→ What this task involves
Swap "Can you identify" for "Could you locate" throughout the data below and change nothing else. Leave the pictures out of your answer.

** start of The data **

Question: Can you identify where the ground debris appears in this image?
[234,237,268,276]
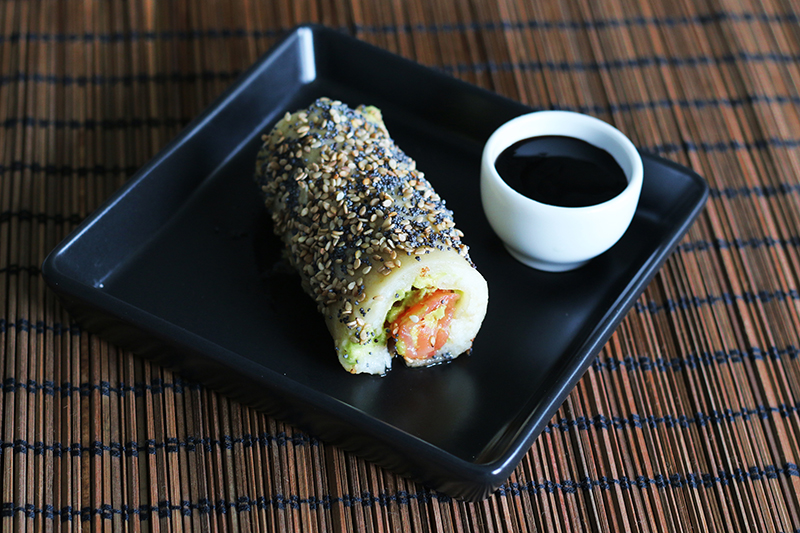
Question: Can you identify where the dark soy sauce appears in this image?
[495,135,628,207]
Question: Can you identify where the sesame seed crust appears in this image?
[256,98,471,345]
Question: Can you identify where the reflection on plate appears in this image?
[43,26,707,500]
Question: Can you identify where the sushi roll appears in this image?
[256,98,488,375]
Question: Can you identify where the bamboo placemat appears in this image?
[0,0,800,532]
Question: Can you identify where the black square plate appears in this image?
[43,26,708,500]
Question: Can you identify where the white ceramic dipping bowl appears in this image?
[481,111,644,272]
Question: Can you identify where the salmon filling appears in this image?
[388,290,459,360]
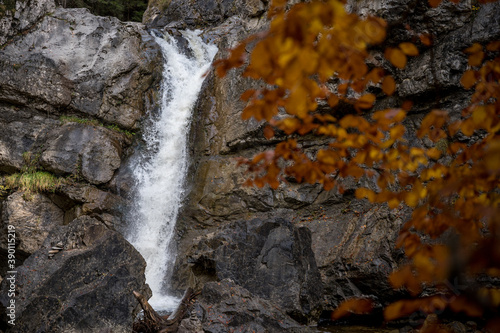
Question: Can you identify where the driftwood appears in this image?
[133,288,198,333]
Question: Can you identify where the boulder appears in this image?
[192,279,312,333]
[0,216,151,333]
[174,219,323,323]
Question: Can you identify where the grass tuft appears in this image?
[59,116,135,138]
[5,171,64,193]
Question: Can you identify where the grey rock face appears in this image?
[0,103,60,173]
[0,8,161,128]
[0,192,64,268]
[192,279,312,333]
[0,0,56,46]
[1,217,150,333]
[143,0,268,27]
[40,124,121,184]
[176,219,323,323]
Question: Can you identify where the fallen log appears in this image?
[133,288,198,333]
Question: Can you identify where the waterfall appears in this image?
[127,31,217,310]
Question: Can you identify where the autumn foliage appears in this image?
[217,0,500,326]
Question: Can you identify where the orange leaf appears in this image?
[384,47,406,68]
[399,43,418,56]
[450,296,483,317]
[264,126,274,140]
[401,100,413,111]
[464,43,483,54]
[332,298,373,320]
[356,187,375,202]
[355,94,375,109]
[382,75,396,96]
[486,40,500,51]
[460,70,476,89]
[418,34,432,46]
[328,94,339,108]
[427,148,441,160]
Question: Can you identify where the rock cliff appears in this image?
[0,0,162,332]
[0,0,500,332]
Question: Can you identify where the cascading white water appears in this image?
[127,31,217,310]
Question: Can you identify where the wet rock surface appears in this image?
[1,216,150,333]
[179,219,323,323]
[0,192,64,276]
[189,279,313,333]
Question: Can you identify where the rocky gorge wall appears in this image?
[0,0,500,332]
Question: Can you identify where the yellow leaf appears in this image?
[384,47,406,68]
[356,187,375,202]
[405,192,420,207]
[399,43,418,56]
[427,148,441,160]
[464,43,483,54]
[460,70,476,89]
[264,126,274,140]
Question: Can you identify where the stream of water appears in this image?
[127,31,217,311]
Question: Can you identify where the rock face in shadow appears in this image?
[188,279,312,333]
[143,0,268,28]
[182,219,323,323]
[1,217,150,333]
[0,192,64,276]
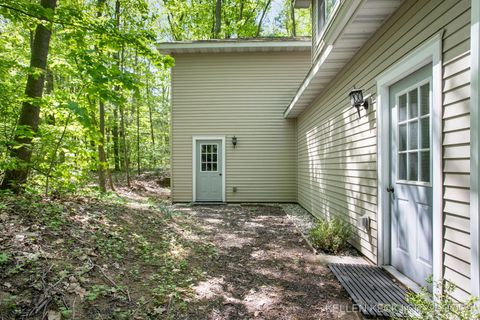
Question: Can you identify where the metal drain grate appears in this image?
[328,263,409,317]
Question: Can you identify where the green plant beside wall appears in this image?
[309,218,352,254]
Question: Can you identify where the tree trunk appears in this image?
[132,51,141,175]
[257,0,272,37]
[98,100,107,193]
[112,106,120,171]
[146,76,157,168]
[0,0,57,192]
[213,0,222,39]
[97,0,107,193]
[120,106,130,187]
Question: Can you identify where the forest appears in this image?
[0,0,310,195]
[0,0,311,320]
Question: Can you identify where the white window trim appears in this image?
[470,0,480,297]
[376,31,443,290]
[192,136,226,202]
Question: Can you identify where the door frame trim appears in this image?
[192,135,226,202]
[470,0,480,297]
[376,30,444,288]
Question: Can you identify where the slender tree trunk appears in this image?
[257,0,272,37]
[98,100,107,193]
[238,0,244,21]
[45,113,71,196]
[132,51,141,175]
[120,106,130,187]
[145,74,157,168]
[290,0,297,37]
[97,0,107,193]
[213,0,222,39]
[112,106,120,171]
[0,0,57,192]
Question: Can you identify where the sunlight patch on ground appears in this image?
[243,286,282,313]
[216,233,253,248]
[193,277,225,299]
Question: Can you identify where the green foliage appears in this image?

** end of The data **

→ Exercise answer
Question: Could you locate where the ground debris appears in this image?
[234,237,268,276]
Question: Could you locate where the dark soy sauce appears in this image?
[495,135,628,207]
Question: Could you locate where the sesame seed crust appears in this image?
[256,98,471,345]
Question: Could you locate where the reflection on plate appears in this image?
[43,26,707,500]
Question: Could you locate where the sushi roll appears in this image?
[256,98,488,375]
Question: Could you locate where the bamboo placemat appears in this image?
[0,0,800,532]
Question: Could you locate where the black square plate appears in this image?
[43,26,708,500]
Question: Could you locate where the white ceramic dipping bowl appears in this image?
[481,111,644,272]
Question: Could you locate where the salmon filling appears in this image?
[388,290,459,360]
Question: Could you locate where the driftwood appears in this image?
[133,288,198,333]
Question: Could you locate where the boulder appears in this image?
[192,279,312,333]
[0,216,151,333]
[174,219,323,323]
Question: Could you locate where the grass tuft appears in this image?
[59,116,135,138]
[5,171,64,193]
Question: Could you locate where the grey rock face appears in this image?
[0,103,60,173]
[0,8,161,128]
[0,192,64,268]
[192,279,312,333]
[0,0,56,46]
[1,217,150,333]
[143,0,268,27]
[40,124,121,184]
[176,219,323,323]
Question: Could you locate where the fallen log appears in this image?
[133,288,198,333]
Question: Could you locate where the waterfall appears in this image?
[127,31,217,310]
Question: Could you locate where the autumn foliage appears in this image?
[217,0,500,326]
Question: Could you locate where the orange leaf appears in this image?
[384,47,406,68]
[399,43,418,56]
[450,296,483,317]
[264,126,274,140]
[401,100,413,111]
[464,43,483,54]
[332,298,373,320]
[356,187,375,202]
[355,94,375,109]
[382,75,396,96]
[486,40,500,51]
[460,70,476,89]
[418,34,432,46]
[328,94,339,108]
[427,148,441,160]
Question: Could you locate where the rock cliff appears in this image?
[0,0,162,332]
[0,0,500,332]
Question: Could you locate where the cascading white water appears in this image?
[127,31,217,310]
Question: Could you locate where the wet rock surface appears in this image?
[1,216,150,333]
[179,219,323,323]
[0,192,64,276]
[189,279,313,333]
Question: Could you locate where the rocky gorge wall appears in this image?
[0,0,500,332]
Question: Could you locate where the yellow leaf appears in this image?
[384,47,406,68]
[356,187,375,202]
[405,192,420,207]
[399,43,418,56]
[427,148,441,160]
[464,43,483,54]
[460,70,476,89]
[264,126,274,140]
Question: Could you locate where the stream of water appears in this image?
[127,31,217,311]
Question: Could you locate where the rock face in shadow appears in this image?
[188,279,312,333]
[143,0,268,28]
[182,219,323,323]
[1,217,150,333]
[0,192,64,276]
Question: Could you locate where the metal drain grate appears in this image?
[328,263,409,317]
Question: Could you locate where the green plant beside wall appears in this image?
[309,218,352,254]
Question: Could you locate where the tree trunk appears in this image?
[132,51,141,175]
[257,0,272,37]
[98,100,107,193]
[112,106,120,171]
[146,76,157,168]
[0,0,57,192]
[213,0,222,39]
[97,0,107,193]
[120,106,130,187]
Question: Could you locate where the forest appears in this image?
[0,0,310,195]
[0,0,311,320]
Question: Could you locate where the white window trim appears in this image?
[470,0,480,297]
[376,31,443,290]
[192,136,226,202]
Question: Could you locate where the door frame trim appears in this image?
[192,135,226,202]
[470,0,480,297]
[376,30,444,288]
Question: Could you locate where the slender tree trunk appears in this image?
[257,0,272,37]
[98,100,107,193]
[238,0,244,21]
[45,113,71,196]
[132,51,141,175]
[120,106,130,187]
[145,74,157,168]
[290,0,297,37]
[97,0,107,193]
[213,0,222,39]
[112,106,120,171]
[0,0,57,192]
Question: Could you locate where the sunlight patch on ground appears in this image?
[243,286,282,313]
[216,233,253,248]
[193,277,225,299]
Question: Could you locate where the green foliage appears in this image?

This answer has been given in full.